Keywords: brainstem; development; neurons; parasympathetic; presympathetic.

Fig. 1.

Schematic drawing of the experimental preparation. A: both bulbospinal presympathetic neurons (PSNs) and parasympathetic cardiac vagal neurons (CVNs) reside in the medulla oblongata. Retrograde labeling of PSNs was performed by injecting of the tracer cholera toxin subunit B bilaterally into T2–T4 spinal segments in P1–P3 rats (A). In another set of experiments, to retrogradely label parasympathetic CVNs, rat pups (P1–P3) received an injection of nontoxic tracer rhodamine into the pericardial sac (A). At the day of experiment, a single medullary slice of 300-μm thickness was obtained, and individual neurons [PSNs in the rostral ventrolateral medulla (RVLM), or, in other sets of experiments, CVNs in the nucleus ambiguous (NA)] were identified by appropriate retrograde labeling and studied using whole cell patch-clamp technique (B).

◆ Your objective
Reproduce word for word the portion of the figure caption above that opens with "Schematic drawing of" and closes with "patch-clamp technique (B).".

[Region pointing data]
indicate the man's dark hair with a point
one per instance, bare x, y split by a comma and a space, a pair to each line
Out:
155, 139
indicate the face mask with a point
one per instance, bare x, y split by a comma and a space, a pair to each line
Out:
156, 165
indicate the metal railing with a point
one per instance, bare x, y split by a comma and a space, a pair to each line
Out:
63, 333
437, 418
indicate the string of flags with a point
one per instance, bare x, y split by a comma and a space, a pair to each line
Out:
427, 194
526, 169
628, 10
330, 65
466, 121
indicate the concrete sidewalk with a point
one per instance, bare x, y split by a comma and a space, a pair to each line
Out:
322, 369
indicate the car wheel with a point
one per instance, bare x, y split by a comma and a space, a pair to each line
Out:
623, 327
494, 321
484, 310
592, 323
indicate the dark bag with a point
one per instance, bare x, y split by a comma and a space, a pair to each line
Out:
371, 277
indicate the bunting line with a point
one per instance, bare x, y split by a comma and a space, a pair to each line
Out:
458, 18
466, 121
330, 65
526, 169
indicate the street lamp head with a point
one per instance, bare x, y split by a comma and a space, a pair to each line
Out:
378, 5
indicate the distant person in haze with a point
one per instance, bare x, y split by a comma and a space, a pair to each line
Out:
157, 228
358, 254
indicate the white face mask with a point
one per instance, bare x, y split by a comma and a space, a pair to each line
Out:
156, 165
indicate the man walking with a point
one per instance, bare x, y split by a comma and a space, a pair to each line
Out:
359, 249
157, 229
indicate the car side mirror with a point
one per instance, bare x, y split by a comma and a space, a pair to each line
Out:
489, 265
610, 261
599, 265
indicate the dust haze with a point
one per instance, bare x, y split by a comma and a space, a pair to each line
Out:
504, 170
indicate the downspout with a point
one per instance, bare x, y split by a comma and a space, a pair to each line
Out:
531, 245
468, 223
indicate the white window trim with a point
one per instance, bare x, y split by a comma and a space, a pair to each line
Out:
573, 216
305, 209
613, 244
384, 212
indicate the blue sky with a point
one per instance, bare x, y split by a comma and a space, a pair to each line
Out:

◆ Response for this exercise
Schematic drawing of the experimental preparation. A: both bulbospinal presympathetic neurons (PSNs) and parasympathetic cardiac vagal neurons (CVNs) reside in the medulla oblongata. Retrograde labeling of PSNs was performed by injecting of the tracer cholera toxin subunit B bilaterally into T2–T4 spinal segments in P1–P3 rats (A). In another set of experiments, to retrogradely label parasympathetic CVNs, rat pups (P1–P3) received an injection of nontoxic tracer rhodamine into the pericardial sac (A). At the day of experiment, a single medullary slice of 300-μm thickness was obtained, and individual neurons [PSNs in the rostral ventrolateral medulla (RVLM), or, in other sets of experiments, CVNs in the nucleus ambiguous (NA)] were identified by appropriate retrograde labeling and studied using whole cell patch-clamp technique (B).